** start Data supplied **
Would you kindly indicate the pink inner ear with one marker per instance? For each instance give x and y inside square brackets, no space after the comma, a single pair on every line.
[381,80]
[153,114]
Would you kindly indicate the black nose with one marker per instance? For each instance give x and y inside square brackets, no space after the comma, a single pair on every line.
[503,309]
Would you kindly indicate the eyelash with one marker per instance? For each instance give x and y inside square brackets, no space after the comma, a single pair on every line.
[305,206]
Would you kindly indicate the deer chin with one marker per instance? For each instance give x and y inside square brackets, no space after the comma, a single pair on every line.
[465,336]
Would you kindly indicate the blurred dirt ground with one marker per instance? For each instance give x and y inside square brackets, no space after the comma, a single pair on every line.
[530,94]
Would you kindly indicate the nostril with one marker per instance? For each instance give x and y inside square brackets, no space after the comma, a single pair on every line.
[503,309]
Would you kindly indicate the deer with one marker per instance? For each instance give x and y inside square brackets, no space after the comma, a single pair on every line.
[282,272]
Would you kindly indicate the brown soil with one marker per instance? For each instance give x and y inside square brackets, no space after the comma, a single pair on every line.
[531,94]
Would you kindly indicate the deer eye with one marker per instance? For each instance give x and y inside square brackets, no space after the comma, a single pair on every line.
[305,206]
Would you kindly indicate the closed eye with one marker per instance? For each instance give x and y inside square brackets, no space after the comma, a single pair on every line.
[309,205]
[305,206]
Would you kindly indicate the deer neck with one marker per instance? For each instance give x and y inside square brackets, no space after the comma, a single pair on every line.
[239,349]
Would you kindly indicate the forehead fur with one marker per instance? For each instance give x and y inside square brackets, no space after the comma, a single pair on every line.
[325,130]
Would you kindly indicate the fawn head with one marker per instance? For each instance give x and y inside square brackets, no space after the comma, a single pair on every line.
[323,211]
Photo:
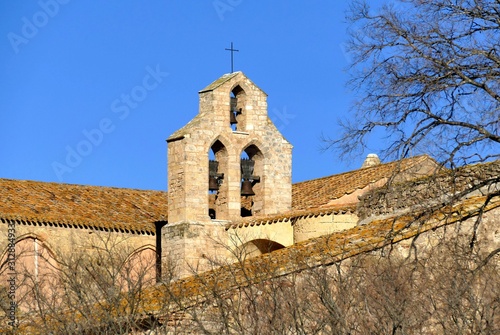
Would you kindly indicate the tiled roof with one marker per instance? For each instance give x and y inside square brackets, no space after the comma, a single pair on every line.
[323,250]
[320,192]
[110,208]
[291,216]
[136,210]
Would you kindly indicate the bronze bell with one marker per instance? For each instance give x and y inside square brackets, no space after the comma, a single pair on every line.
** end Data supplied **
▶ [Direction] Switch every "marker" in the listing to "dot" and write out the whole listing again with nothing else changed. Leave the pictures out.

▶ [Exercise answer]
Would you kindly indicate the pink inner ear with one dot per instance? For each instance give x and y inside square brackets, no space after the comma, a single pair on every line.
[381,80]
[153,114]
Would you kindly indicate the black nose with one dot per instance? For each instance give x and y inside square brackets, no space after the comma, a single pair on every line.
[503,309]
Would you kindly indicate the eyelash with one dot per instance? For each instance give x and y inside square brackets, no space after the comma, a single pair on every line.
[305,206]
Would you kindly indicate the deer chin with one dot per instance? For each instance give x and y inside square brackets, no space after the comma, a single pair on every line.
[465,336]
Would you kindly indicate the blurred dirt ground with one dot per instance? For each instance give x and y inside square brackets, no space after the comma, a single pair on every line.
[530,94]
Would you kindly indicate the nostril with one dot per instance? For each instance give x and y inside square brackets, no space after the comma, a single pair on every line.
[503,309]
Would you kindly indicate the deer with one dot per instance? For each instance give x and y inside square brackets, no space after the comma, a single pair on every line.
[282,272]
Would you kindly indicate the brown soil with one dot per instance? For each instance give x and y inside square brackets, no space after the comma, a single pair on every line.
[531,94]
Would you kindly indicate the deer eye with one dot per instance? For each instance give x and y inside square brackets, no space after the comma, a single pair on every line.
[305,206]
Would you kindly indicate the closed eye with one dot per instance? For each instance give x and y inside square brackets, no space after the comma, a single pair on every line.
[309,205]
[305,206]
Would you kindly indicate the deer neck with one dot per instance? For each instance give x and y inside square brackets, no space after the comma, a single pair on every line.
[239,349]
Would you kindly indicate the forehead fur with one dot per instance? For each instance give x and y inside square brackets, no space after the comma, a single pair on every line.
[325,130]
Would you kindly indicate the fawn head with one dot per instance? For each instance give x and y inside square brackets, no space after the comma, a single pair on every line.
[323,211]
Photo:
Would you kindly indicate the tiled roof with one dot per instance? For each instance give x and y inside square brackets, no space after the comma, a single pair on every line.
[323,250]
[320,192]
[110,208]
[291,216]
[136,210]
Would you kindly indicate the bronze bell with one dot per instance? For each instance give x and y inside square brackets, no space after the comma, a single pair on every line.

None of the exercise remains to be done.